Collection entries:
* * * *

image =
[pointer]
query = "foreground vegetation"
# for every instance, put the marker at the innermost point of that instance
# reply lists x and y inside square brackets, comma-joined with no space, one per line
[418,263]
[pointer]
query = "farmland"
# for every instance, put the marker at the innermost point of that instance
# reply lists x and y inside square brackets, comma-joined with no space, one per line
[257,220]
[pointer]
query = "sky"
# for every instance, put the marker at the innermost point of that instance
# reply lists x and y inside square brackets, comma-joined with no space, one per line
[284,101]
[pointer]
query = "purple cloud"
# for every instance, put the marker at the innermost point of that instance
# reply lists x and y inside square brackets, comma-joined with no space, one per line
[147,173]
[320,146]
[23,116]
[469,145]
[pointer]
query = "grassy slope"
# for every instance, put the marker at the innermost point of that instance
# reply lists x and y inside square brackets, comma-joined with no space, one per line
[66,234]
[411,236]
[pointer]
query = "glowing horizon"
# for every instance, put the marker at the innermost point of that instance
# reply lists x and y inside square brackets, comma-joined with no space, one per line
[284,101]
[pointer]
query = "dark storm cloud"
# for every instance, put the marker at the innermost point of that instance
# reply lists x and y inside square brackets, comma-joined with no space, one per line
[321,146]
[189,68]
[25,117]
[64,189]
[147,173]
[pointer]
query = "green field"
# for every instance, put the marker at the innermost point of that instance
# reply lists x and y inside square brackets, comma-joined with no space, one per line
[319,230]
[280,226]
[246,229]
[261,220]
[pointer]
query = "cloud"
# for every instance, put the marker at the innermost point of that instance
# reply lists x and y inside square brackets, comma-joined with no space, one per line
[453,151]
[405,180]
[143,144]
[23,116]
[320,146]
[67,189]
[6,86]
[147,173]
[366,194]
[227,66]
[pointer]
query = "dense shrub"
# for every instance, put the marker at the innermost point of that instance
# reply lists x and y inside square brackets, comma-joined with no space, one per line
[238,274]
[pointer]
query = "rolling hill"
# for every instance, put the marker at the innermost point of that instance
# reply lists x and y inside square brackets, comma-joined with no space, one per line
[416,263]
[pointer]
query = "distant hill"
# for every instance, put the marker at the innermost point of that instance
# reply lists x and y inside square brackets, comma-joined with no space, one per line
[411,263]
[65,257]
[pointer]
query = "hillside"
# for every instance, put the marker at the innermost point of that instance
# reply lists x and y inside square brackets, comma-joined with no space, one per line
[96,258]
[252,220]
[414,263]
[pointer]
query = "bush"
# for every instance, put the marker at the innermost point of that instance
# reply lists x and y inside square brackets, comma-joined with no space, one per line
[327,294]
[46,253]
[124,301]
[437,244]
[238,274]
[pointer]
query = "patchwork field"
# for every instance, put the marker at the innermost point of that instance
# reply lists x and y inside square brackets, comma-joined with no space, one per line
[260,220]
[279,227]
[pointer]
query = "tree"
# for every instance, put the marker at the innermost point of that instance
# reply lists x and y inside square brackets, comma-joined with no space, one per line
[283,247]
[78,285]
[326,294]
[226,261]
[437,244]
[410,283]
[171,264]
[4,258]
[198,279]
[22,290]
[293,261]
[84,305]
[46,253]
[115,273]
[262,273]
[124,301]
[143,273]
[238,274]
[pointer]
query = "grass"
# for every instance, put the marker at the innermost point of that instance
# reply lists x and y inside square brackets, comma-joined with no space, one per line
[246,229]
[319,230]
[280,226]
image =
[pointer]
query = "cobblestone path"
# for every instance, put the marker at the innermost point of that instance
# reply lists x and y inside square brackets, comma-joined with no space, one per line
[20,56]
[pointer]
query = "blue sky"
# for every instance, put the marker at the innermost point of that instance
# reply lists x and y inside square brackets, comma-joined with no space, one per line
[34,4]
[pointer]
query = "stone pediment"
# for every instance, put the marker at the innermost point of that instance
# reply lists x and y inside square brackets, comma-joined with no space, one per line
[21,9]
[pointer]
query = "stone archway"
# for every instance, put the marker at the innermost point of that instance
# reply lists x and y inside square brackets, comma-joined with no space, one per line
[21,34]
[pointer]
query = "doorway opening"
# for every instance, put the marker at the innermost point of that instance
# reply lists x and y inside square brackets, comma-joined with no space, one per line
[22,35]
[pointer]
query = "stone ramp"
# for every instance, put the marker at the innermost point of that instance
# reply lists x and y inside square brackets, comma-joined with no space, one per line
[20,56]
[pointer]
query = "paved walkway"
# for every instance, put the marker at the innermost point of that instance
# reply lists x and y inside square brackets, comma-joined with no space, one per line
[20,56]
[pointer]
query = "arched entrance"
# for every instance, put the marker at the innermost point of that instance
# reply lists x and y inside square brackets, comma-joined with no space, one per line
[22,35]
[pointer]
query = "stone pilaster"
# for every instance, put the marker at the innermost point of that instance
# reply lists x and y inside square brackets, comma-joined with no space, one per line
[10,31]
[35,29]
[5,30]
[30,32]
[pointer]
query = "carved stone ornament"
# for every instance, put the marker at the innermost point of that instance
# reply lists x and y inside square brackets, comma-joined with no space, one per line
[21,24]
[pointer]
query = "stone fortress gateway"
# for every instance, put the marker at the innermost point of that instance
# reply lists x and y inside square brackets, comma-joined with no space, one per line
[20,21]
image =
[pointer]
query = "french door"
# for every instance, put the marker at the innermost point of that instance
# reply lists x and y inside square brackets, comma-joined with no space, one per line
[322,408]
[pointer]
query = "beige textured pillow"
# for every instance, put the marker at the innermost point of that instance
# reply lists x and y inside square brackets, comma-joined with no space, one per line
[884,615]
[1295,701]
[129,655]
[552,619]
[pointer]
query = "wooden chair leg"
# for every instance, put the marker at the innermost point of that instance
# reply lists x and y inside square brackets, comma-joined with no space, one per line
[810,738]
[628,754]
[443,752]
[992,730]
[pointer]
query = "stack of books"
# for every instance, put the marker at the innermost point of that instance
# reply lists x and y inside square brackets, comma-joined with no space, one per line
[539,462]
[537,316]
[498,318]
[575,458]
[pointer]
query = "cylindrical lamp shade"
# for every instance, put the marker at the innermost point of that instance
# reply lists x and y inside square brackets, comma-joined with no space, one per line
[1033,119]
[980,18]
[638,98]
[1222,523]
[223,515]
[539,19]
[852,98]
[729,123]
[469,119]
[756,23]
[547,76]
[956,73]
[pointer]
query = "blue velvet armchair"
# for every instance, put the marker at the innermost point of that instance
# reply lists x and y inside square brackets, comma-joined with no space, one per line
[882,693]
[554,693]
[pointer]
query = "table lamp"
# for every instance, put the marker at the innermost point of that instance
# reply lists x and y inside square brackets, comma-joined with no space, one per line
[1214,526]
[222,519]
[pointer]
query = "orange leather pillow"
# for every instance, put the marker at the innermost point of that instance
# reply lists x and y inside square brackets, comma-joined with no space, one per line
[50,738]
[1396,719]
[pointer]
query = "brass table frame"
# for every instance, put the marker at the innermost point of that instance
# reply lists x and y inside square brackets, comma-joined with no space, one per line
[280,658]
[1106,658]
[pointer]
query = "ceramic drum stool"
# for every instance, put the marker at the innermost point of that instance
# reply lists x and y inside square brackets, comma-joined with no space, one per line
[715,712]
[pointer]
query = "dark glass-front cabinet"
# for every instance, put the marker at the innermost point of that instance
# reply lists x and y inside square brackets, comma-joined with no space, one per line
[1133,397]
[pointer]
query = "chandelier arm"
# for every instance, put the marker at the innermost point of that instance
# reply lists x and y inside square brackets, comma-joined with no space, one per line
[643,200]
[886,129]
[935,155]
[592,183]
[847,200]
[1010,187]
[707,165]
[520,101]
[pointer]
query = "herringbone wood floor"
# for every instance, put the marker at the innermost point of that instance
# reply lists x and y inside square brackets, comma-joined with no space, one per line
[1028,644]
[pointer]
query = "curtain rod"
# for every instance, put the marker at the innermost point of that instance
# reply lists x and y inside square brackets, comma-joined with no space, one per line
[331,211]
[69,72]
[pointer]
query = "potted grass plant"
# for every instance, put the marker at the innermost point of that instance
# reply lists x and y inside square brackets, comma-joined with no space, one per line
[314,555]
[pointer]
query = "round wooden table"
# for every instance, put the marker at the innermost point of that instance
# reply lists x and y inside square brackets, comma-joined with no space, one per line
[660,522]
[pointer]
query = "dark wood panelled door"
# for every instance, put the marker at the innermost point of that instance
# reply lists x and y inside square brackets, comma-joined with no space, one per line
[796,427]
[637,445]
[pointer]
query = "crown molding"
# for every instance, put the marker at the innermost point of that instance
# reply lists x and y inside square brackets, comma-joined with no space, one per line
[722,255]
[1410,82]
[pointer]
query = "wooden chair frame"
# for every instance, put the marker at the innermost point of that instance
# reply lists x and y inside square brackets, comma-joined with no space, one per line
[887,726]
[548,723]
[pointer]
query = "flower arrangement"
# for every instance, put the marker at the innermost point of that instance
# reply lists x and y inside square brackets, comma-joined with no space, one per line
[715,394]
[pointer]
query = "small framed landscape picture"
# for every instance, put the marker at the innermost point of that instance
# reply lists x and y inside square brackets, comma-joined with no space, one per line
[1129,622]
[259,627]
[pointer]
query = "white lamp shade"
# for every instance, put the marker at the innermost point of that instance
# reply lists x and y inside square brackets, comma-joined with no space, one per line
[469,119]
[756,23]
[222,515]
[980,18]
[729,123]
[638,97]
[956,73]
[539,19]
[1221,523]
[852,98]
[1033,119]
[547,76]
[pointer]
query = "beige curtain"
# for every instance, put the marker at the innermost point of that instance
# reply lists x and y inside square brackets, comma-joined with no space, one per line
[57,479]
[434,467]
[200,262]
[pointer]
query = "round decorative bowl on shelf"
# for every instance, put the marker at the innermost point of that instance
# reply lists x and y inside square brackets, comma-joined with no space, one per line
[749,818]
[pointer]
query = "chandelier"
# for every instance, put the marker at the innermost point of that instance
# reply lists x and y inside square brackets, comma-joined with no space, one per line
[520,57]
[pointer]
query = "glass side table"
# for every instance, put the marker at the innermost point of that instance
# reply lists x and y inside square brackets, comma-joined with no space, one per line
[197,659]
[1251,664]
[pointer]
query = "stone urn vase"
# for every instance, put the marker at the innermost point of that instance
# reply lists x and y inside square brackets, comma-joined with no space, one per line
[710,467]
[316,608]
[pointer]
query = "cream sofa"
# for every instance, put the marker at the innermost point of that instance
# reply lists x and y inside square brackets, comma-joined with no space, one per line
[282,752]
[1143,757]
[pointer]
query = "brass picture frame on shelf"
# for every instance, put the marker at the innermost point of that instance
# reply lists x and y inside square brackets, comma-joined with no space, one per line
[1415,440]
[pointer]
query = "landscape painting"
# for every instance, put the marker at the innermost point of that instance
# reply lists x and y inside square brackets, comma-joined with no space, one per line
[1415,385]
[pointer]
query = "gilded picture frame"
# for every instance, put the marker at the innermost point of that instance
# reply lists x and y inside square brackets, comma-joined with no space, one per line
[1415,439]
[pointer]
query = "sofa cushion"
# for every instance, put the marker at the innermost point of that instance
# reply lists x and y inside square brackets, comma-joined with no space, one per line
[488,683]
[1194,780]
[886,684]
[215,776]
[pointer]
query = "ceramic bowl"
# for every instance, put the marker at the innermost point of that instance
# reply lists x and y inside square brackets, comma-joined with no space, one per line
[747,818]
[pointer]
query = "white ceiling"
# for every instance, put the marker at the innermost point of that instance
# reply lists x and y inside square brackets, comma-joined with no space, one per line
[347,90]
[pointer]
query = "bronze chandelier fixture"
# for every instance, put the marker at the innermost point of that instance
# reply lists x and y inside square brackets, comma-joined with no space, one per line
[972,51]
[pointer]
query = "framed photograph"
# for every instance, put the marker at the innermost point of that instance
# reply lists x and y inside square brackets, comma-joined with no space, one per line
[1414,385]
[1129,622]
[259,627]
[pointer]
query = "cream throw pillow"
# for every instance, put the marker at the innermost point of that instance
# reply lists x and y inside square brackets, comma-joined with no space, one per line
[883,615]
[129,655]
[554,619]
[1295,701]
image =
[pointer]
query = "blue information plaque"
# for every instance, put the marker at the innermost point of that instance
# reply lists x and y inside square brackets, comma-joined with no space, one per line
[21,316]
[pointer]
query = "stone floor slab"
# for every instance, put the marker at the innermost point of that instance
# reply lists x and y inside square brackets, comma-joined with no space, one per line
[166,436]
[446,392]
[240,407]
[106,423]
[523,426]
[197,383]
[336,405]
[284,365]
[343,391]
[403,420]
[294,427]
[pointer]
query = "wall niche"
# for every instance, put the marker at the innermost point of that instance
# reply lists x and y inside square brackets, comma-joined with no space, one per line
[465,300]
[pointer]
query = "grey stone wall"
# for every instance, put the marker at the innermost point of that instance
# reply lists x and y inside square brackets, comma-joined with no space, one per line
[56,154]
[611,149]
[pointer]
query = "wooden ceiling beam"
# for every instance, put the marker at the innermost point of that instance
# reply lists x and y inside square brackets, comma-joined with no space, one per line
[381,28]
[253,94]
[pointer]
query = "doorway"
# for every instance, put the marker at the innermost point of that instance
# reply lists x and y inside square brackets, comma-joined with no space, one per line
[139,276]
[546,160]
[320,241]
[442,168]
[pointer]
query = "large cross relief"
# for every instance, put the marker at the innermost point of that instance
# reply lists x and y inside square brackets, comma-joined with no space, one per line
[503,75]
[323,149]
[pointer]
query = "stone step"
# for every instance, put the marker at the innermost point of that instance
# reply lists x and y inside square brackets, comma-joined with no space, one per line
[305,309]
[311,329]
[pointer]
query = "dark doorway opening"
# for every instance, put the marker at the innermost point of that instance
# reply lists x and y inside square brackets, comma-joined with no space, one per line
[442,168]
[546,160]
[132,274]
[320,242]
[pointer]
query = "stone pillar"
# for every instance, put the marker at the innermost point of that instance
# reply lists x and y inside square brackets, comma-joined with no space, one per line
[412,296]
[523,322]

* * * *

■ PROBLEM DESCRIPTION
Pull out each line of the entries that contains "glass".

■ OUTPUT OF THE EXERCISE
query = "dark glass-front cabinet"
query = "glass side table"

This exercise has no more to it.